◆ EXTRACT:
Just thinking out loud...

I'm wondering how instructive it would be for some regulatory body to look into recent stock market transactions by employees of a particular bank that's about to get taken over...

Just saying...

06 August 2008

Paris Hilton Responds to the Presidential Race

I might begin to reconsider who I'm voting for in November (just kiddin...) (h/t to the uncle)

See more Paris Hilton videos at Funny or Die

23 April 2008

I Should Avoid "Thought for the Day"

on the Today programme on Radio 4.  Some C of E clergyman today began with the idea of how biofuels are an easy target as the scapegoat for the world's food problems, but that it is difficult to balance hunger against our need to tackle "climate change" and our energy needs.

It's not bloody difficult, matey...

You and your ilk made us take on these "climate change" policies on the basis that people could find themselves starving and there will be world anarchy in fifty years if we don't do something, anything!

Well, guess what, bucko?  It's happening now...

Because of your climate change policies.

Heck, even our lefty Chancellor sees there's a problem with biofuels...But no, because the EU will not give way, we must go with them.  (Did someone hear the word sovereignty in there?)

Who cares, you can't make an omelet without breaking a few eggs, can you?

20 April 2008

Okay, I'm supporting McCain Now

Despite my previously enumerated issues with McCain, his speech this past week on economic issues and his economic platform has won me over. 

Especially after hearing how Obama and Clinton would automatically seek to raise taxes all around, in the interest of "Fairness", in the debate immediately following McCain's speech.

I think, when it comes to taxation and fiscal policy, McCain knows what's good for America and, subsequently, the rest of the world.

◆ MATERIAL SUPPLIED:
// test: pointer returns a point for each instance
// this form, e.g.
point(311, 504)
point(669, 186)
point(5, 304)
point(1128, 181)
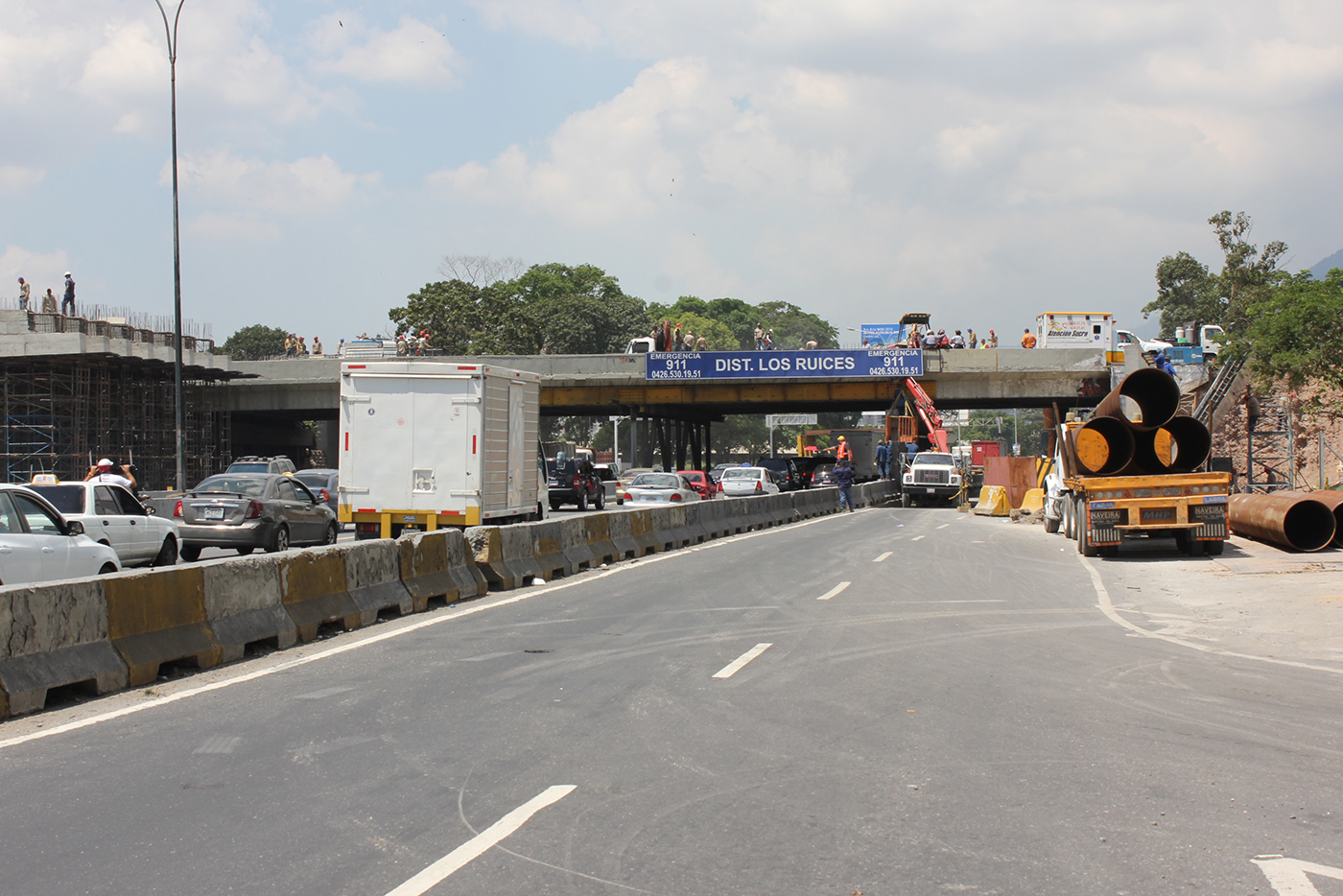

◆ THINGS TO DO:
**1.** Output the part of the blog excerpt from "I Should Avoid" to "climate change policies." word for word.
**2.** Return every line of the records verbatim, omitting the pictures.
The records have no connection to the blog excerpt.

◆ ANSWERS BY TASK:
**1.**
I Should Avoid "Thought for the Day"

on the Today programme on Radio 4.  Some C of E clergyman today began with the idea of how biofuels are an easy target as the scapegoat for the world's food problems, but that it is difficult to balance hunger against our need to tackle "climate change" and our energy needs.

It's not bloody difficult, matey...

You and your ilk made us take on these "climate change" policies on the basis that people could find themselves starving and there will be world anarchy in fifty years if we don't do something, anything!

Well, guess what, bucko?  It's happening now...

Because of your climate change policies.

**2.**
// test: pointer returns a point for each instance
// this form, e.g.
point(311, 504)
point(669, 186)
point(5, 304)
point(1128, 181)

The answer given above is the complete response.